> _AIM_
Revise the lines below so that "innermost point" becomes "central point" wherever it occurs, and leave every other word as it stands.

> _ENTRIES SUPPLIED_
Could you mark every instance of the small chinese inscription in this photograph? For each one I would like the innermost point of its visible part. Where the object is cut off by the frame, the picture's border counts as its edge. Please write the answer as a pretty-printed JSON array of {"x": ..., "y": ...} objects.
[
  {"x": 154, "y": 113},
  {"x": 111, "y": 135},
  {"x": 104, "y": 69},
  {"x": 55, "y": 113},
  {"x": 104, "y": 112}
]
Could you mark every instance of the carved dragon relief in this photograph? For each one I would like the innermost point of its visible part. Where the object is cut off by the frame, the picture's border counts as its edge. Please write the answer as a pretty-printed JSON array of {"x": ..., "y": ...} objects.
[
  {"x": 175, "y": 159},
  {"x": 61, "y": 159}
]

> _EXPECTED ANSWER_
Could you mark every instance of the small chinese inscription in this photograph? For each one I would like the central point of its visible part. Where the object is cut off by the frame, the picture's border counts as its edge. Please write the answer as a pretty-printed JSON array of {"x": ..., "y": ...} objects.
[
  {"x": 154, "y": 113},
  {"x": 111, "y": 135},
  {"x": 104, "y": 69},
  {"x": 55, "y": 113},
  {"x": 104, "y": 112}
]
Could you mark every instance of the carved dragon relief in this photograph? For each one I would like the central point of its visible part. Where the object is cut off by the frame, the picture's border counts as its edge. Please write the answer as a pretty-printed JSON array of {"x": ..., "y": ...} objects.
[
  {"x": 175, "y": 159},
  {"x": 61, "y": 159}
]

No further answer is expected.